RECORDS FOR PROCESSING section start
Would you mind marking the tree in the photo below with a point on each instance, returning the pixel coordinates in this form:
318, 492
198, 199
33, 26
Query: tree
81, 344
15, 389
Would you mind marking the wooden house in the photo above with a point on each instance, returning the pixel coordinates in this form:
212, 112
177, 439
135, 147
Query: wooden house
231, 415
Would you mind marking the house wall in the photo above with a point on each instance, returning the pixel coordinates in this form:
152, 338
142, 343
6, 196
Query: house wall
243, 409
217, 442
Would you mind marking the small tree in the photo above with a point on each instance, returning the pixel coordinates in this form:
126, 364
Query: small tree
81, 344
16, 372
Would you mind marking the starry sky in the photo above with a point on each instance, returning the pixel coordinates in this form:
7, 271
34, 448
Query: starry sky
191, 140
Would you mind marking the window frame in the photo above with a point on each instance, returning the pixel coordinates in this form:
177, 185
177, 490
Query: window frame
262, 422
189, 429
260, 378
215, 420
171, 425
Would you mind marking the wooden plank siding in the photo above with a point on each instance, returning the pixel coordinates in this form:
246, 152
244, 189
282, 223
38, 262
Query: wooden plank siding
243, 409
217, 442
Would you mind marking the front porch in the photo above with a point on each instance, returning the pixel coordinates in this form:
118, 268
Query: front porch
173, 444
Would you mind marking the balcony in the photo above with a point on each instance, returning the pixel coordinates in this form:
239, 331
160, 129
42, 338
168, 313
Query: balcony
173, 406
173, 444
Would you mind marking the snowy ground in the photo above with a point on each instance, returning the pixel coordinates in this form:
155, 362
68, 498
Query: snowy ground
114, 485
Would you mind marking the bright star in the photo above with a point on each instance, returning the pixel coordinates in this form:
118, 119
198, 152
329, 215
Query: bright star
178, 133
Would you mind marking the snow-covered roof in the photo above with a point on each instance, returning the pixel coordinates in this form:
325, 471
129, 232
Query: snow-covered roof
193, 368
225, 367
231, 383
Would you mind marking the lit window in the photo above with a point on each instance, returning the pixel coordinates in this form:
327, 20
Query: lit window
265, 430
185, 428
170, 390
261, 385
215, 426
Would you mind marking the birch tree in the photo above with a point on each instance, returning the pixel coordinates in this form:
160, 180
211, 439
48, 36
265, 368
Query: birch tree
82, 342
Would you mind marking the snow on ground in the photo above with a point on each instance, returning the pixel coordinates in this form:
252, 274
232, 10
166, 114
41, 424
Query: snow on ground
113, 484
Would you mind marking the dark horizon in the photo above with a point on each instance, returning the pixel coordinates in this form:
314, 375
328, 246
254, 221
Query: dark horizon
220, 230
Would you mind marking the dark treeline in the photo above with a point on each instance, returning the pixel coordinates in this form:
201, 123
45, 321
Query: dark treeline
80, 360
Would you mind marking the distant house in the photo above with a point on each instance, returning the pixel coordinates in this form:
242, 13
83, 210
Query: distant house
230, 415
RECORDS FOR PROCESSING section end
PROBLEM
Copy the data above exactly. Every line must be included.

RESULT OF THE EXERCISE
Would you mind marking the tree in the photo below with a point on each instance, returning the pixel coordinates in this form:
318, 492
198, 199
33, 26
Query: tree
81, 344
15, 389
Would you mind marking the wooden house in the photo above with a point on each instance, returning the pixel coordinates in this form:
212, 112
177, 439
135, 147
Query: wooden house
231, 415
Would you mind marking the house wall in the photo above with a point on each instance, returning the pixel coordinates in this form:
152, 338
142, 343
6, 196
Query: house wall
243, 409
217, 442
Would you mind marking the small tree in the photo above with a point on each instance, returning the pixel coordinates in this form:
126, 364
Query: small tree
81, 344
16, 372
Would you mind marking the starry sky in the photo above with a point on each instance, returning the pixel coordinates in this form:
7, 271
34, 448
Query: starry sky
191, 140
Would you mind marking the window frame in the photo above with a point on each instance, returning the pixel coordinates in this form:
177, 185
177, 490
Query: window frame
262, 422
189, 429
260, 378
215, 420
171, 425
Would you mind marking the wooden plank siding in the photo above with a point on each instance, returning the pixel coordinates in this form:
246, 152
244, 189
282, 223
38, 262
Query: wooden plank siding
243, 409
217, 442
Would you mind marking the front porch in the photo above with a point on each instance, returning the pixel coordinates in this form:
118, 268
Query: front porch
173, 444
Would you mind marking the balcony in the photo above with a point on each instance, returning the pixel coordinates in this form:
239, 331
160, 129
42, 338
168, 313
Query: balcony
173, 406
173, 444
Would you mind marking the snowy ground in the photo above with a point on each instance, returning the pixel coordinates in this form:
155, 362
68, 498
Query: snowy ground
114, 485
Would you mind marking the bright star in the photo above with a point on each instance, returning the pixel coordinates in this form:
118, 119
198, 152
329, 215
Query: bright star
178, 133
Would you mind marking the snow-covered roof in the photo above with a point on each instance, returning the pixel coordinates in this form:
325, 471
129, 232
Query: snow-covered roof
193, 368
225, 367
231, 383
Would you mind marking the lit window in the photo above with a point on each instance, returning the pixel coordinates in this form:
327, 20
Query: lit window
265, 430
185, 428
170, 390
261, 385
215, 426
Would you mind marking the birch tree in the photo above with a point on each instance, returning the pixel coordinates in this form:
160, 180
211, 439
48, 36
265, 368
Query: birch tree
82, 342
Would you mind marking the snow on ground in the photo above with a point on each instance, returning the pixel coordinates in this form:
252, 274
232, 10
166, 114
41, 424
Query: snow on ground
113, 484
Would you mind marking the dark horizon in the photo above with a point on each instance, returning the pixel coordinates in this form:
314, 375
328, 246
254, 221
Query: dark horizon
220, 230
Would you mind marking the dark treeline in the photo above with a point on each instance, returning the pixel coordinates in this form:
201, 123
45, 321
Query: dark treeline
80, 360
Would you mind marking the distant house in the photo above with a point on each instance, returning the pixel coordinates in this form:
242, 13
83, 210
Query: distant house
230, 415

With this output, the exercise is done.